-- Start --
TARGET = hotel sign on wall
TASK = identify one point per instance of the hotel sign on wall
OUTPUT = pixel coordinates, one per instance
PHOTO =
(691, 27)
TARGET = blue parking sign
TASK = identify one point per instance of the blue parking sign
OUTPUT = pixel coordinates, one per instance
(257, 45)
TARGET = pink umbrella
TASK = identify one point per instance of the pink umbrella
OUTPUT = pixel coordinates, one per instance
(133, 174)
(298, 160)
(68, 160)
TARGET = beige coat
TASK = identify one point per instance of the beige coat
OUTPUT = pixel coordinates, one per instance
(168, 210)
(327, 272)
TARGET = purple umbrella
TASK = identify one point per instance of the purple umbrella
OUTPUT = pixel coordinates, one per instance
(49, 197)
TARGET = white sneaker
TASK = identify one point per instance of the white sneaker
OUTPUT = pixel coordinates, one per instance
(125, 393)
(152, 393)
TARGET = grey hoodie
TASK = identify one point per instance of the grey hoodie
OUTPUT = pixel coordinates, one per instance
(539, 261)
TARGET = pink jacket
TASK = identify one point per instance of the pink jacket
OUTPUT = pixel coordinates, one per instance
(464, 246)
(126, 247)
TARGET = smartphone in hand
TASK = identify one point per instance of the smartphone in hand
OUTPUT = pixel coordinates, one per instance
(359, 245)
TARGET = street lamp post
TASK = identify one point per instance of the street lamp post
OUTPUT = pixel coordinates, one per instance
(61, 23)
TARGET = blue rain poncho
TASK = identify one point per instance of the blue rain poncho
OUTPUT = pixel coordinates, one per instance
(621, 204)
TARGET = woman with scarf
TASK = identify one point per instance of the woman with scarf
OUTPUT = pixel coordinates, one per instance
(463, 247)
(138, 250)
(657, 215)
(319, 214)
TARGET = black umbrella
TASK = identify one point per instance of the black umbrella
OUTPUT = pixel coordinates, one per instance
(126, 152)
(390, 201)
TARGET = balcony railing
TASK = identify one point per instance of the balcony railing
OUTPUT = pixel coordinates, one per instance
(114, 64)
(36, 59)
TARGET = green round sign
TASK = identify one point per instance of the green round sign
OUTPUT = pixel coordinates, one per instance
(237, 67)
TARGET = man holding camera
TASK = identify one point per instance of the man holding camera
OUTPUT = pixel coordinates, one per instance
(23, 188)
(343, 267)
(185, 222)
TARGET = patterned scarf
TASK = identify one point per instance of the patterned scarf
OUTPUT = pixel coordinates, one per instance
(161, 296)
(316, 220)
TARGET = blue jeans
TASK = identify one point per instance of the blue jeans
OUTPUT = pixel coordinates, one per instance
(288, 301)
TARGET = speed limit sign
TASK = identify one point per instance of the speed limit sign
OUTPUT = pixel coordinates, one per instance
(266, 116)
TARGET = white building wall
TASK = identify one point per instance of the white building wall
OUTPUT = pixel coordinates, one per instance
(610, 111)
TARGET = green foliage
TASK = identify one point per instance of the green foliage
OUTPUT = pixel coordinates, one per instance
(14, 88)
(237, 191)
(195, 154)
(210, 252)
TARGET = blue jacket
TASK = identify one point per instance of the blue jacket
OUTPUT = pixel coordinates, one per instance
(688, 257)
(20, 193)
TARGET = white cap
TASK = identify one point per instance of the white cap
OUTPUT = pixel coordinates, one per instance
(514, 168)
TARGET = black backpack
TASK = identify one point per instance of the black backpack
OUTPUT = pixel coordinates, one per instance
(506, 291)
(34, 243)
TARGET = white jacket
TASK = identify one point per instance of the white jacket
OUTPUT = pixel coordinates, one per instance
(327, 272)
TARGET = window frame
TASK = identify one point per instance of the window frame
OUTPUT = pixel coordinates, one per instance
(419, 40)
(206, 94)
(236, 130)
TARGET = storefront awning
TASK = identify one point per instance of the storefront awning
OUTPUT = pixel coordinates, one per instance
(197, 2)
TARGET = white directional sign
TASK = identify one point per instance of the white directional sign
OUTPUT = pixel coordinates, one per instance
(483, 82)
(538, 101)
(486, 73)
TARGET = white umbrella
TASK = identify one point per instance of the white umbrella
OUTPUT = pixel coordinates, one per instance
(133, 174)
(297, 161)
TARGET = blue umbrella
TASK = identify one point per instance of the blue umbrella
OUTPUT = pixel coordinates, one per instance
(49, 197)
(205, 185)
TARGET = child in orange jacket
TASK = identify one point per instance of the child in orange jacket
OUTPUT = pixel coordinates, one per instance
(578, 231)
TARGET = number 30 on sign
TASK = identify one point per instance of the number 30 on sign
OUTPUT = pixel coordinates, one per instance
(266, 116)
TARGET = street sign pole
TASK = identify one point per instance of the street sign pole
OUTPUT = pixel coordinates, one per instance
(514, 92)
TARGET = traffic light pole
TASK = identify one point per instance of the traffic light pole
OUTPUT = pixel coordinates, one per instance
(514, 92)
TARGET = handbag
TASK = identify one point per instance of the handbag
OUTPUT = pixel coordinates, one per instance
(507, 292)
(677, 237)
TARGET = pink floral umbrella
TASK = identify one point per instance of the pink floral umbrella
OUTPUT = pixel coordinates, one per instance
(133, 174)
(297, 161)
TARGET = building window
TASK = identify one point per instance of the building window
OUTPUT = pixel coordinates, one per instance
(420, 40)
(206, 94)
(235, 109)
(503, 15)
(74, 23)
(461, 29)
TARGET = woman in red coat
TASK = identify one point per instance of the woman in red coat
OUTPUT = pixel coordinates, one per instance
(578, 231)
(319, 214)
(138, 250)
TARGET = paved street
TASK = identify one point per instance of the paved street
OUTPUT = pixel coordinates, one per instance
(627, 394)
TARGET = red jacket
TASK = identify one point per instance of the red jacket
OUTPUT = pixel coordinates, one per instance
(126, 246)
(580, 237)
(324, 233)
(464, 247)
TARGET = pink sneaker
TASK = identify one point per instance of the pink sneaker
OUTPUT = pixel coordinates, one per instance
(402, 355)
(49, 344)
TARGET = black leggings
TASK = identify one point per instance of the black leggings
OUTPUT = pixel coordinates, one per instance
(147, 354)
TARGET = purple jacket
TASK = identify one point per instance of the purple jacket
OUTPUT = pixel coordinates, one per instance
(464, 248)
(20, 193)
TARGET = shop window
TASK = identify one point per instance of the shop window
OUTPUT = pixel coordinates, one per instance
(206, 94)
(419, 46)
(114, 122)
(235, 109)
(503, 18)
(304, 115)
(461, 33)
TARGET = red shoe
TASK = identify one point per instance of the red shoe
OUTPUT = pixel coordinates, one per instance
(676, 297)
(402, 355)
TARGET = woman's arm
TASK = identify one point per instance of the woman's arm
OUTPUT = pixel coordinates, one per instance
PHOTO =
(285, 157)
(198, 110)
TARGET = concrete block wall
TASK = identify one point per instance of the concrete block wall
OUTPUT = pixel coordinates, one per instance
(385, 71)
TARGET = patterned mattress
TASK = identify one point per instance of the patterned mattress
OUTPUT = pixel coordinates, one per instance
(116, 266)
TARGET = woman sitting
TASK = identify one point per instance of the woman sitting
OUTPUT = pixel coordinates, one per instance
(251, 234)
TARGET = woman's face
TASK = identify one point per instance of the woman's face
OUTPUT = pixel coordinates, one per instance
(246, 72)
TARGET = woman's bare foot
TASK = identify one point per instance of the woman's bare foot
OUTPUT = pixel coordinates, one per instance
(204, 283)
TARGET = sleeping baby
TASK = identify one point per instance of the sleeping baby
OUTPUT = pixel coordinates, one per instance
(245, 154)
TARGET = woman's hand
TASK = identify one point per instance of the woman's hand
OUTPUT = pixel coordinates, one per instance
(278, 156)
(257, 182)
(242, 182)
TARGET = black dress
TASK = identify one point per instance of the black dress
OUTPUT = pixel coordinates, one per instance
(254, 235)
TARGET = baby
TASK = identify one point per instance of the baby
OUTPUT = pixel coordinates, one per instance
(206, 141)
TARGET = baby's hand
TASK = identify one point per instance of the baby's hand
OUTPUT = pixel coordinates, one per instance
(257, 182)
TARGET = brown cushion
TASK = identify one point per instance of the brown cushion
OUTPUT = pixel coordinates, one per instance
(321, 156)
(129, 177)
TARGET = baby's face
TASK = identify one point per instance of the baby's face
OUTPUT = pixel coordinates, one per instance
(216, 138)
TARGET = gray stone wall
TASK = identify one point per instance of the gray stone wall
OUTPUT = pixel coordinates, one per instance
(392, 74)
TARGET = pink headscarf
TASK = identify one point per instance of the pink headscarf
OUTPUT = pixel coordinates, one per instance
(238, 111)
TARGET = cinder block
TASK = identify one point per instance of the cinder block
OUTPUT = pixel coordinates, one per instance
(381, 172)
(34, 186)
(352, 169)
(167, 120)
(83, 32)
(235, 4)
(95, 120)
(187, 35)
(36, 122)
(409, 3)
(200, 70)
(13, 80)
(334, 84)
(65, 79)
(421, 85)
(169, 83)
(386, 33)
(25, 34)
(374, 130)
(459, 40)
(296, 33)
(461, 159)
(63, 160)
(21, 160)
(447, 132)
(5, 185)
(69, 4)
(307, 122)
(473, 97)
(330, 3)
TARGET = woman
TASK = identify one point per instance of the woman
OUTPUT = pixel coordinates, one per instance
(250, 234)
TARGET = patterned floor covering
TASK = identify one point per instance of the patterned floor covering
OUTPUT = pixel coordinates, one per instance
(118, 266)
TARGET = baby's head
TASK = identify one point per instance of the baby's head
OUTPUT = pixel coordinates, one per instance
-- End --
**SHORT PROBLEM**
Locate the line that contains "TARGET = pink headscarf", then please quote it and every line after it to the end of the entries above, exactly and with nothing else.

**SOLUTION BELOW**
TARGET = pink headscarf
TASK = identify one point per instance of the pink headscarf
OUTPUT = pixel coordinates, one per instance
(238, 111)
TARGET = cinder block
TASK = identify one point per instance of the cinder block
OUTPUT = pixel coordinates, one per instance
(381, 172)
(34, 186)
(352, 169)
(167, 120)
(83, 32)
(235, 4)
(95, 120)
(187, 35)
(36, 122)
(409, 3)
(200, 70)
(13, 80)
(334, 84)
(65, 79)
(421, 85)
(169, 83)
(386, 33)
(25, 34)
(374, 130)
(459, 40)
(296, 33)
(461, 159)
(63, 160)
(21, 160)
(447, 132)
(5, 185)
(69, 4)
(307, 122)
(473, 97)
(330, 3)
TARGET = woman
TASK = identify one point per instance of the woman
OUTPUT = pixel coordinates, one per instance
(250, 234)
TARGET = patterned floor covering
TASK = identify one point per instance of the patterned floor covering
OUTPUT = pixel coordinates, one per instance
(118, 266)
TARGET = baby's head
TASK = identify one point per instance of the baby's head
OUTPUT = pixel coordinates, one per instance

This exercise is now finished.